◆ Requirement 1: Name every country mentioned in the article below about McDonald's leaving Russia.
◆ Requirement 2: Carry on writing the article below about McDonald's leaving Russia, beginning right after its final sentence.

◆ Excerpt to read:
○ ○ ○

Ryan McMaken – May 18, 2022
McDonald’s Corporation has announced that it will permanently leave Russia, closing 850 outlets. The company’s chief executive, Chris Kempczinski, explained that the move was motivated by “the humanitarian crisis caused by the war in Ukraine” and that the current situation does not offer “the same hope and promise that led us to enter the Russian market 32 years ago.” The McDonald’s press release also stated that a continued presence in Russia is not “consistent with McDonald’s values.”
This is quite remarkable coming from a corporation that apparently has few qualms about keeping stores open in places like Saudi Arabia, where war crimes and human rights violations are standard operating procedure. Indeed, McDonald’s has a long history of operating stores in countries with regimes that are hardly kind and gentle.

○ ○ ○

◆ Collected data:

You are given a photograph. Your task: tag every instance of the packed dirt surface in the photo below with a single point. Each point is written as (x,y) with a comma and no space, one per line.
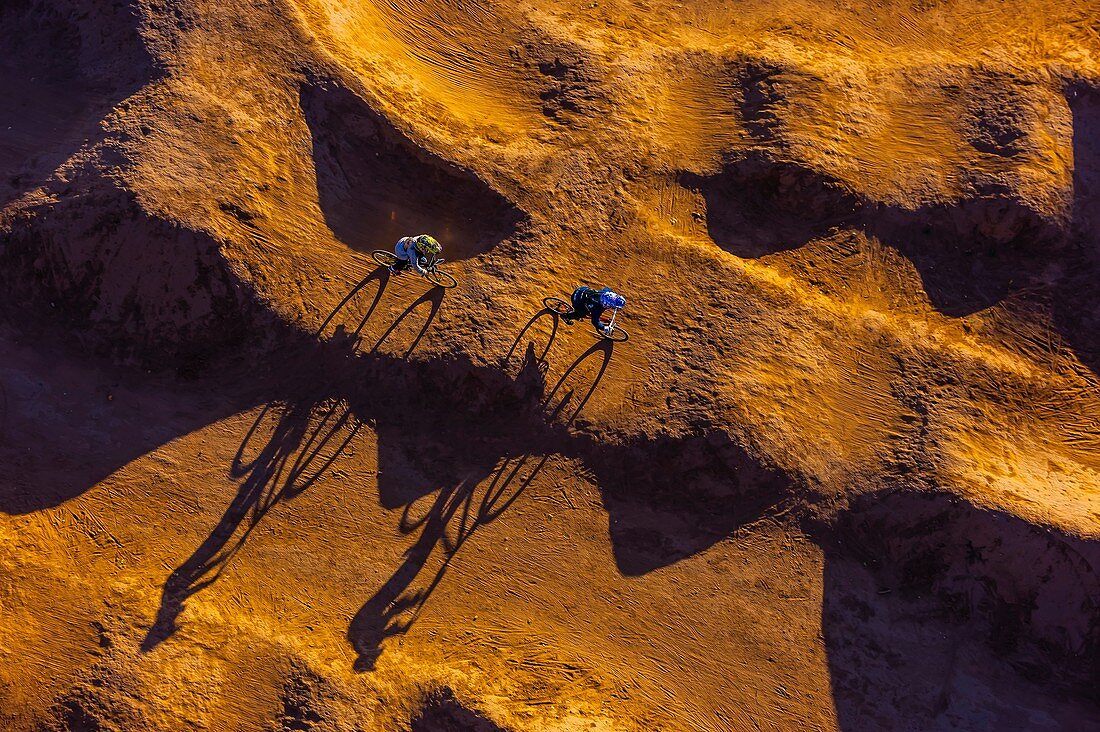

○ ○ ○

◆ Written reply 1: Russia, Ukraine, Saudi Arabia

◆ Written reply 2:
So why is McDonald’s closing stores in Russia now? It’s difficult to guess exactly what the corporate leadership at companies like McDonald’s is thinking, but the ideological shift toward withdrawing from politically unpopular foreign markets signals a real change from earlier ideas about global corporate investment.
Once upon a time, the presence of American companies in foreign nations was seen as a sign of American superiority over the local regime and an instrument of American “soft power.” Many Communist regimes, for example, officially regarded American companies and brands as a form of Western “bourgeois” imperialism and actively excluded them from local markets. Foreign regimes have long understood that American brands bring American cultural influence.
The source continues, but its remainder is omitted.